■ SET EXERCISE:
Copy the lines that follow, keeping every character the same.
▬▬▬▬▬▬
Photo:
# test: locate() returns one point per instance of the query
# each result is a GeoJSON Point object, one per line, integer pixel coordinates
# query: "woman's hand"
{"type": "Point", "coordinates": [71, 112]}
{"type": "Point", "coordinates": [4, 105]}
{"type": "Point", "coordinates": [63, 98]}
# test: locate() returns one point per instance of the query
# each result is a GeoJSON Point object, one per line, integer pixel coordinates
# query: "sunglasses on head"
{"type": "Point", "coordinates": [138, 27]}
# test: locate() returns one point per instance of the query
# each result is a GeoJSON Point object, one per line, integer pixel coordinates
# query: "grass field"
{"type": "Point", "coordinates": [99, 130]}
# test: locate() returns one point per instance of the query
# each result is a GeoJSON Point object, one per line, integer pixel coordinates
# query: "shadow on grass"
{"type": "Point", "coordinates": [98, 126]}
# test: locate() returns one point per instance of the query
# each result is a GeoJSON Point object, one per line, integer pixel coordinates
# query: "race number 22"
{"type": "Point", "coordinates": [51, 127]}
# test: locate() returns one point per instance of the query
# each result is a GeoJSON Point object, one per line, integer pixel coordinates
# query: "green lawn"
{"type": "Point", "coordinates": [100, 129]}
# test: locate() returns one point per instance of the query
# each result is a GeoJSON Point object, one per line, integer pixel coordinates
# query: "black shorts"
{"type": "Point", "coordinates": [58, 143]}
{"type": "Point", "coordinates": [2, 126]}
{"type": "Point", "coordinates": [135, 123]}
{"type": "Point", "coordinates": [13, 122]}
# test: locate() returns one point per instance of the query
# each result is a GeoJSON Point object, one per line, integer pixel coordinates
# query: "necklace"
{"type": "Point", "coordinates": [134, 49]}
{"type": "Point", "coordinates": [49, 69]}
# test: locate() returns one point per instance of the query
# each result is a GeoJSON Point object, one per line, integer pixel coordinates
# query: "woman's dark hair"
▬▬▬▬▬▬
■ FINAL RESULT:
Photo:
# test: locate() returns one point per instance of the query
# each result is a GeoJSON Point object, one per line, integer pixel coordinates
# query: "woman's hand"
{"type": "Point", "coordinates": [71, 112]}
{"type": "Point", "coordinates": [4, 105]}
{"type": "Point", "coordinates": [63, 98]}
# test: locate() returns one point per instance of the query
# each result is a GeoJSON Point object, one per line, integer pixel coordinates
# query: "sunglasses on head"
{"type": "Point", "coordinates": [138, 27]}
# test: locate() returns one point per instance of the query
# each result is a GeoJSON Point object, one per line, integer pixel coordinates
# query: "grass field"
{"type": "Point", "coordinates": [99, 130]}
# test: locate() returns one point per instance of the query
# each result is a GeoJSON Point object, one per line, integer pixel coordinates
# query: "shadow on grass"
{"type": "Point", "coordinates": [98, 126]}
# test: locate() returns one point per instance of the query
# each result is a GeoJSON Point object, one per line, integer pixel coordinates
# query: "race number 22"
{"type": "Point", "coordinates": [51, 127]}
# test: locate() returns one point per instance of the query
# each result is a GeoJSON Point object, one per line, integer pixel coordinates
# query: "green lawn"
{"type": "Point", "coordinates": [100, 129]}
# test: locate() returns one point per instance of the query
# each result is a GeoJSON Point object, one per line, integer pixel coordinates
# query: "black shorts"
{"type": "Point", "coordinates": [58, 143]}
{"type": "Point", "coordinates": [2, 126]}
{"type": "Point", "coordinates": [135, 123]}
{"type": "Point", "coordinates": [13, 122]}
# test: locate() returns one point per instance of the query
# each result is a GeoJSON Point object, one per line, integer pixel coordinates
# query: "necklace"
{"type": "Point", "coordinates": [134, 49]}
{"type": "Point", "coordinates": [49, 69]}
# test: locate() returns one point per instance of the query
# each result is a GeoJSON Point object, one per line, integer pixel coordinates
# query: "woman's dark hair"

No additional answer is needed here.